Your task:
Extract all records. Keep each one exact.

+ + + + + + +

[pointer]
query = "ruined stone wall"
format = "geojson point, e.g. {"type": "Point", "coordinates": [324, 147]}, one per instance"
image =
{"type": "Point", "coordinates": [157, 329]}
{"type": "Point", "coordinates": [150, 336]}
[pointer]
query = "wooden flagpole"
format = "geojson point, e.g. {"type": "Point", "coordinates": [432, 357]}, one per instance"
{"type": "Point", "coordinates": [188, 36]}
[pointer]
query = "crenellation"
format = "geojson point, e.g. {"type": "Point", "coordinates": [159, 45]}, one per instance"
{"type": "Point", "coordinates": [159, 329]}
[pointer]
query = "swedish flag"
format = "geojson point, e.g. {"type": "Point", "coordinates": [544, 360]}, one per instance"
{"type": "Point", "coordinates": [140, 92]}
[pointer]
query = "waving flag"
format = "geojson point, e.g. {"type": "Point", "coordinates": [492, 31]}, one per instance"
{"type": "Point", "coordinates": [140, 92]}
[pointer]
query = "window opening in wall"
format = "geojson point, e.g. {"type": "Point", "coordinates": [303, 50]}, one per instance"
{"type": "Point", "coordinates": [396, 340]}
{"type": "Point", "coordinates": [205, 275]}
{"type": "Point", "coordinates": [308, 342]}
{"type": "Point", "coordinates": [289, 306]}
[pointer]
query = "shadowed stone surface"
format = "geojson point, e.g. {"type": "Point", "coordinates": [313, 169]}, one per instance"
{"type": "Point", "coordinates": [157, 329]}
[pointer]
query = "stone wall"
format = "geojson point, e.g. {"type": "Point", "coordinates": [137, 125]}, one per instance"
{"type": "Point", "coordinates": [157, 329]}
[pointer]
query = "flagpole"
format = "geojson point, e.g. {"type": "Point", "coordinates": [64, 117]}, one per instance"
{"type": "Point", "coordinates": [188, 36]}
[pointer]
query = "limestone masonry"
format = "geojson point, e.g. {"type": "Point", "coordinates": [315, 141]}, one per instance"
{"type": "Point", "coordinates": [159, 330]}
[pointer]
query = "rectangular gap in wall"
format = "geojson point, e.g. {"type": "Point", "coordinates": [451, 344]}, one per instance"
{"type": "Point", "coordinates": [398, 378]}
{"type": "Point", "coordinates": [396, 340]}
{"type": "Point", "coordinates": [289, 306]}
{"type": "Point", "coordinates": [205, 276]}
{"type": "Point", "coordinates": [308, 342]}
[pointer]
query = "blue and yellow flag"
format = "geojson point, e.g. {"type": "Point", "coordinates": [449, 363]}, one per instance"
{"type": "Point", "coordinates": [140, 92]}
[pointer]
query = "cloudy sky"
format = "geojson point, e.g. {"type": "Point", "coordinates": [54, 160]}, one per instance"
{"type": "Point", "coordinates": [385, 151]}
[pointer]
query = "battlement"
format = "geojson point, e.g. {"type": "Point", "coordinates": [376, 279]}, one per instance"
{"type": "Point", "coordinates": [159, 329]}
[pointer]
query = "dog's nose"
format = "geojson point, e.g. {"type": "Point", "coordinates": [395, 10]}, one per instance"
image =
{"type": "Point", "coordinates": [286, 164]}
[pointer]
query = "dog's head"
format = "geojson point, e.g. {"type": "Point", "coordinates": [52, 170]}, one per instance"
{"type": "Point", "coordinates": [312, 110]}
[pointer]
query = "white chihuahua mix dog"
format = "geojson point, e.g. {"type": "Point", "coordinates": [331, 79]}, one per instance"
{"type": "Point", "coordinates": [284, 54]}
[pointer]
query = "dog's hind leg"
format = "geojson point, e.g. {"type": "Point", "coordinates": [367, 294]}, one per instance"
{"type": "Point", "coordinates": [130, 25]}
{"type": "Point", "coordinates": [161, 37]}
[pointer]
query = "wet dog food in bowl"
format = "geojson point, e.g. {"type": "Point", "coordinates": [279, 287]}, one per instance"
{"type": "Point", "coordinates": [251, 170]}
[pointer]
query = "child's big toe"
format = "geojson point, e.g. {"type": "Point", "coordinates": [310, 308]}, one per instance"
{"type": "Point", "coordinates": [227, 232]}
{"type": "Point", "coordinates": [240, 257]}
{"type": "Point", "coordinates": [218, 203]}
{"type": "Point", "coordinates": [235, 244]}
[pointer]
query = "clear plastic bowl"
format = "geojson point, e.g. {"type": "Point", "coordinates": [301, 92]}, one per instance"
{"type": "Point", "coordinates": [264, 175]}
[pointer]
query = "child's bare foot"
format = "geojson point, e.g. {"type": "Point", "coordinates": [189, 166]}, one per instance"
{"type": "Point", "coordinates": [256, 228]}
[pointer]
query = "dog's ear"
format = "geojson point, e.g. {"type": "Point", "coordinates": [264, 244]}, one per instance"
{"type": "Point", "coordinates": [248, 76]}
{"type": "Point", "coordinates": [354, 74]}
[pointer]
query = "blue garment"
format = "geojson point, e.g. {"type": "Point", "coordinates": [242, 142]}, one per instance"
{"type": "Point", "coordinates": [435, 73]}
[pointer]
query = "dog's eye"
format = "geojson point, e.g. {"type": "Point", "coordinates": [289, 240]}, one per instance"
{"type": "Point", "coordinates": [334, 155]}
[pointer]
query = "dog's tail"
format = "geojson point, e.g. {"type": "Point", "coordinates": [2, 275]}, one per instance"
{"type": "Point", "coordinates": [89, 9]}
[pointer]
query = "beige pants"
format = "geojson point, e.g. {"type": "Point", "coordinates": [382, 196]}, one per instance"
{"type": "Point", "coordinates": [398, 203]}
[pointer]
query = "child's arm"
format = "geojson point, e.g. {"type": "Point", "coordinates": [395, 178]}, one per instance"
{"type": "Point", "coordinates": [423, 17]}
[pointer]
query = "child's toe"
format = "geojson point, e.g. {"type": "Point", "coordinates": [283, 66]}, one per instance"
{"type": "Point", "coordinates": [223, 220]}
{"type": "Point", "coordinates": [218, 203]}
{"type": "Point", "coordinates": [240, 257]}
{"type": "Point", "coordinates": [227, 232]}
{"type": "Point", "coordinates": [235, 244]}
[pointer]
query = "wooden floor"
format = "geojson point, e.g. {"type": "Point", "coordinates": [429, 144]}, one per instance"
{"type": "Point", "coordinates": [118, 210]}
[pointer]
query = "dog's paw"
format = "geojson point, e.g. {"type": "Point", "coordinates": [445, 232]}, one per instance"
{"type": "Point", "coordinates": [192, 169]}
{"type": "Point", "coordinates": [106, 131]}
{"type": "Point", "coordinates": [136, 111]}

+ + + + + + +

Answer in full:
[pointer]
query = "ruined stone wall"
format = "geojson point, e.g. {"type": "Point", "coordinates": [324, 147]}, one per instance"
image =
{"type": "Point", "coordinates": [157, 329]}
{"type": "Point", "coordinates": [150, 336]}
[pointer]
query = "wooden flagpole"
format = "geojson point, e.g. {"type": "Point", "coordinates": [432, 357]}, one per instance"
{"type": "Point", "coordinates": [188, 36]}
[pointer]
query = "crenellation"
format = "geojson point, e.g. {"type": "Point", "coordinates": [159, 45]}, one per instance"
{"type": "Point", "coordinates": [159, 329]}
[pointer]
query = "swedish flag"
format = "geojson point, e.g. {"type": "Point", "coordinates": [544, 360]}, one per instance"
{"type": "Point", "coordinates": [140, 92]}
[pointer]
query = "waving flag"
format = "geojson point, e.g. {"type": "Point", "coordinates": [492, 31]}, one per instance"
{"type": "Point", "coordinates": [140, 92]}
[pointer]
query = "window opening in wall"
format = "geojson point, e.g. {"type": "Point", "coordinates": [303, 50]}, one per instance"
{"type": "Point", "coordinates": [396, 340]}
{"type": "Point", "coordinates": [205, 275]}
{"type": "Point", "coordinates": [308, 342]}
{"type": "Point", "coordinates": [289, 306]}
[pointer]
query = "shadowed stone surface"
format = "geojson point, e.g. {"type": "Point", "coordinates": [313, 169]}, one per instance"
{"type": "Point", "coordinates": [157, 329]}
[pointer]
query = "stone wall"
format = "geojson point, e.g. {"type": "Point", "coordinates": [137, 125]}, one per instance"
{"type": "Point", "coordinates": [157, 329]}
[pointer]
query = "flagpole"
format = "geojson point, e.g. {"type": "Point", "coordinates": [64, 117]}, one per instance"
{"type": "Point", "coordinates": [188, 36]}
[pointer]
query = "limestone masonry"
format = "geojson point, e.g. {"type": "Point", "coordinates": [315, 141]}, one per instance"
{"type": "Point", "coordinates": [159, 330]}
[pointer]
query = "rectangular gap in wall"
format = "geojson point, e.g. {"type": "Point", "coordinates": [451, 344]}, one per instance"
{"type": "Point", "coordinates": [398, 378]}
{"type": "Point", "coordinates": [396, 340]}
{"type": "Point", "coordinates": [289, 306]}
{"type": "Point", "coordinates": [205, 276]}
{"type": "Point", "coordinates": [308, 342]}
[pointer]
query = "blue and yellow flag"
format = "geojson point, e.g. {"type": "Point", "coordinates": [449, 363]}, one per instance"
{"type": "Point", "coordinates": [140, 92]}
[pointer]
query = "cloudy sky"
format = "geojson point, e.g. {"type": "Point", "coordinates": [54, 160]}, one per instance"
{"type": "Point", "coordinates": [385, 151]}
[pointer]
query = "battlement"
format = "geojson point, e.g. {"type": "Point", "coordinates": [376, 279]}, one per instance"
{"type": "Point", "coordinates": [159, 329]}
[pointer]
query = "dog's nose"
format = "geojson point, e.g. {"type": "Point", "coordinates": [395, 10]}, one per instance"
image =
{"type": "Point", "coordinates": [286, 164]}
[pointer]
query = "dog's head"
format = "geojson point, e.g. {"type": "Point", "coordinates": [52, 170]}, one per instance"
{"type": "Point", "coordinates": [312, 110]}
[pointer]
query = "white chihuahua mix dog"
format = "geojson point, e.g. {"type": "Point", "coordinates": [331, 79]}, one per instance"
{"type": "Point", "coordinates": [284, 54]}
[pointer]
query = "dog's hind leg"
format = "geojson point, e.g. {"type": "Point", "coordinates": [367, 294]}, one per instance"
{"type": "Point", "coordinates": [130, 25]}
{"type": "Point", "coordinates": [161, 37]}
[pointer]
query = "wet dog food in bowl"
format = "geojson point, e.g. {"type": "Point", "coordinates": [279, 287]}, one per instance"
{"type": "Point", "coordinates": [251, 170]}
[pointer]
query = "child's big toe"
format = "geojson point, e.g. {"type": "Point", "coordinates": [310, 308]}, one per instance"
{"type": "Point", "coordinates": [227, 232]}
{"type": "Point", "coordinates": [240, 257]}
{"type": "Point", "coordinates": [218, 203]}
{"type": "Point", "coordinates": [235, 244]}
[pointer]
query = "clear plastic bowl"
format = "geojson point, e.g. {"type": "Point", "coordinates": [301, 92]}, one per instance"
{"type": "Point", "coordinates": [264, 175]}
[pointer]
query = "child's bare foot"
format = "geojson point, e.g. {"type": "Point", "coordinates": [189, 166]}, one per instance"
{"type": "Point", "coordinates": [256, 228]}
[pointer]
query = "dog's ear"
format = "geojson point, e.g. {"type": "Point", "coordinates": [264, 244]}, one per instance"
{"type": "Point", "coordinates": [248, 76]}
{"type": "Point", "coordinates": [354, 74]}
[pointer]
query = "blue garment"
format = "geojson point, e.g. {"type": "Point", "coordinates": [242, 142]}, one per instance"
{"type": "Point", "coordinates": [435, 73]}
[pointer]
query = "dog's eye"
format = "geojson point, e.g. {"type": "Point", "coordinates": [289, 240]}, one per instance"
{"type": "Point", "coordinates": [334, 155]}
[pointer]
query = "dog's tail"
format = "geojson point, e.g. {"type": "Point", "coordinates": [2, 275]}, one per instance"
{"type": "Point", "coordinates": [89, 9]}
[pointer]
query = "beige pants"
format = "geojson point, e.g. {"type": "Point", "coordinates": [382, 196]}, one per instance"
{"type": "Point", "coordinates": [398, 203]}
[pointer]
query = "child's arm"
format = "geojson point, e.g. {"type": "Point", "coordinates": [395, 178]}, one per instance"
{"type": "Point", "coordinates": [423, 17]}
[pointer]
query = "child's toe"
format = "geojson point, e.g. {"type": "Point", "coordinates": [283, 66]}, one per instance"
{"type": "Point", "coordinates": [223, 220]}
{"type": "Point", "coordinates": [218, 203]}
{"type": "Point", "coordinates": [240, 257]}
{"type": "Point", "coordinates": [227, 232]}
{"type": "Point", "coordinates": [235, 244]}
[pointer]
query = "wooden floor"
format = "geojson point, e.g. {"type": "Point", "coordinates": [429, 144]}, one per instance"
{"type": "Point", "coordinates": [118, 210]}
[pointer]
query = "dog's paw"
format = "geojson point, e.g. {"type": "Point", "coordinates": [445, 232]}, one per instance"
{"type": "Point", "coordinates": [192, 169]}
{"type": "Point", "coordinates": [106, 131]}
{"type": "Point", "coordinates": [136, 111]}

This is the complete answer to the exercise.